───── Exercise passage

The staging of sarcoidosis based upon to the chest radiography, which the modified Scadding staging system is used. This staging system has a prognostic importance. While 90% spontaneous resolution is seen at stage 0, sarcoidosis diagnosis rate is approximately 20% at stage 3 (5).
PET/CT (Positron Emission Tomography - Computed Tomography), besides showing the mediastinal lymph node involvement, it can also provide information about parenchymal inflammation and fibrosis. A correlation between PET activity and pulmonary function tests has been defined. Also, serological markers such as ACE level, soluble interleukin 2 receptor correlate with the findings of PET/CT, though the sensitivity of PET/CT is higher (1).
The neutrophil/lymphocyte ration (NLR) is determined by dividing the absolute count of neutrophils by the absolute number of lymphocytes in the complete blood count. In the recent researches, it is shown that NLR can be used as an inflammation marker. There are studies showing its correlation with cancers, cardiac and pulmonary diseases (chronic obstructive pulmonary disease (COPD), tuberculosis and pneumonia) (6-12).
It has been shown that the values of RDW (red cell distribution width) and MPV (mean platelet volume) could also increase associated with the inflammation and were found higher in patients with sarcoidosis (13).
There is limited data showing the correlation of, NLR, RDW and MPV and sarcoidosis. For this purpose, depending on the basis inflammation in cases of sarcoidosis, we planned to reveal the correlation of NLR rate, RDW and MPV values and with the findings of PET/CT regarding the prediction of disease progression and the clinical characteristics.

──────────

## Things to do
- 1) For each statement about the sarcoidosis passage above, answer yes or no, and quote the exact words from the passage that decide it. (a) NLR is obtained by dividing the lymphocyte count by the neutrophil count. (b) PET/CT has higher sensitivity than serological markers such as ACE level. (c) RDW and MPV values were found lower in patients with sarcoidosis.
- 2) According to the sarcoidosis passage, what rate of spontaneous resolution is seen at stage 0?
- 3) Return everything in the sarcoidosis passage from "The neutrophil/lymphocyte ration" down to "and pneumonia) (6-12).", copied word for word.

───── Source material

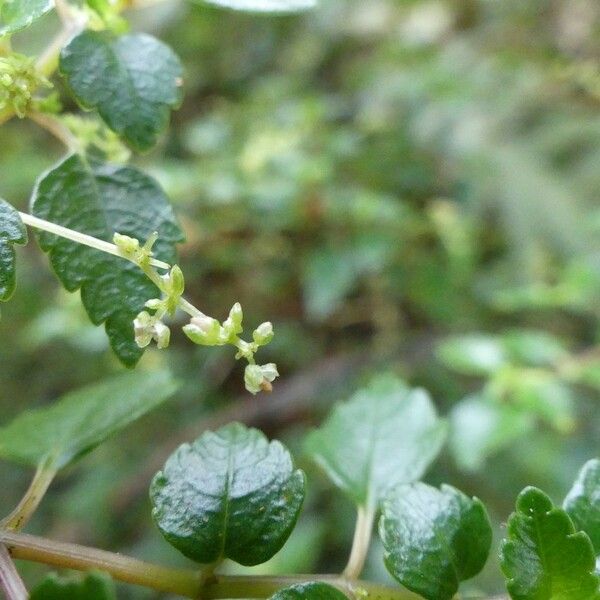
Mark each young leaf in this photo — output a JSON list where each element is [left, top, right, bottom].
[[563, 458, 600, 555], [269, 581, 348, 600], [0, 371, 177, 469], [60, 30, 183, 151], [32, 155, 183, 366], [150, 423, 304, 566], [29, 572, 117, 600], [379, 483, 492, 600], [500, 487, 600, 600], [198, 0, 317, 13], [0, 0, 54, 37], [0, 198, 27, 301], [306, 376, 446, 508]]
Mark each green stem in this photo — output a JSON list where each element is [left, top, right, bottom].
[[1, 460, 56, 531], [19, 212, 170, 269], [0, 546, 29, 600], [344, 506, 375, 579], [0, 531, 419, 600], [0, 531, 203, 598]]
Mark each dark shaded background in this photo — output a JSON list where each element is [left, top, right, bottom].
[[0, 0, 600, 600]]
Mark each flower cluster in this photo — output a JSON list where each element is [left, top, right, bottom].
[[0, 53, 52, 118], [113, 233, 279, 394]]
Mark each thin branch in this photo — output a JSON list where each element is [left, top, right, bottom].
[[0, 545, 29, 600], [1, 460, 56, 531], [0, 531, 202, 598], [19, 212, 171, 269], [344, 506, 375, 579], [0, 531, 419, 600]]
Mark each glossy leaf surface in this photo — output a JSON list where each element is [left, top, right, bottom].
[[0, 371, 176, 468], [379, 483, 492, 600], [501, 487, 600, 600], [269, 581, 347, 600], [306, 376, 446, 507], [0, 198, 27, 301], [150, 423, 304, 566], [60, 31, 183, 151], [563, 458, 600, 555], [32, 155, 183, 366], [30, 572, 117, 600]]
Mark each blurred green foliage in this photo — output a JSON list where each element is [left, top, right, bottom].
[[0, 0, 600, 600]]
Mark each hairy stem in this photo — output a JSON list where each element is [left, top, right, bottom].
[[0, 531, 418, 600], [19, 213, 170, 269], [0, 545, 29, 600], [1, 460, 56, 531], [344, 506, 375, 579], [0, 531, 203, 598]]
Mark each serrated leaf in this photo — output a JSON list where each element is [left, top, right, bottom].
[[0, 198, 27, 301], [0, 0, 54, 37], [306, 376, 446, 509], [379, 483, 492, 600], [150, 423, 304, 566], [0, 371, 177, 469], [501, 487, 600, 600], [29, 572, 117, 600], [563, 458, 600, 555], [269, 581, 348, 600], [31, 155, 183, 366], [60, 30, 183, 151], [198, 0, 317, 13]]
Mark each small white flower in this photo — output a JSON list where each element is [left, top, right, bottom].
[[244, 363, 279, 394], [252, 321, 275, 346], [133, 310, 171, 350]]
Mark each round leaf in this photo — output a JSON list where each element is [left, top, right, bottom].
[[379, 483, 492, 600], [306, 376, 446, 508], [269, 581, 348, 600], [501, 487, 600, 600], [60, 31, 183, 150], [150, 423, 304, 565], [563, 458, 600, 555]]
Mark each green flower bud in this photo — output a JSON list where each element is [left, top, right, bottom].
[[183, 315, 222, 346], [223, 302, 244, 339], [133, 310, 171, 350], [244, 363, 279, 394], [252, 321, 275, 346]]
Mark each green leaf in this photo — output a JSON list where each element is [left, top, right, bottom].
[[60, 31, 183, 151], [0, 0, 54, 37], [0, 371, 177, 469], [269, 581, 348, 600], [32, 155, 183, 366], [438, 333, 507, 375], [0, 198, 27, 301], [29, 572, 117, 600], [198, 0, 317, 13], [449, 395, 535, 471], [500, 487, 600, 600], [306, 375, 446, 508], [150, 423, 304, 566], [563, 458, 600, 555], [379, 483, 492, 600]]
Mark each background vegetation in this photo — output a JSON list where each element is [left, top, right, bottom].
[[0, 0, 600, 600]]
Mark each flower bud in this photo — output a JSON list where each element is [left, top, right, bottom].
[[244, 363, 279, 394], [183, 315, 221, 346], [252, 321, 275, 346], [223, 302, 244, 338]]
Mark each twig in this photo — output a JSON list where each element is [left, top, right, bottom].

──────────

## Responses by item number
- 1)
(a) No: "dividing the absolute count of neutrophils by the absolute number of lymphocytes"
(b) Yes: "though the sensitivity of PET/CT is higher"
(c) No: "were found higher in patients with sarcoidosis"

- 2) 90%

- 3)
The neutrophil/lymphocyte ration (NLR) is determined by dividing the absolute count of neutrophils by the absolute number of lymphocytes in the complete blood count. In the recent researches, it is shown that NLR can be used as an inflammation marker. There are studies showing its correlation with cancers, cardiac and pulmonary diseases (chronic obstructive pulmonary disease (COPD), tuberculosis and pneumonia) (6-12).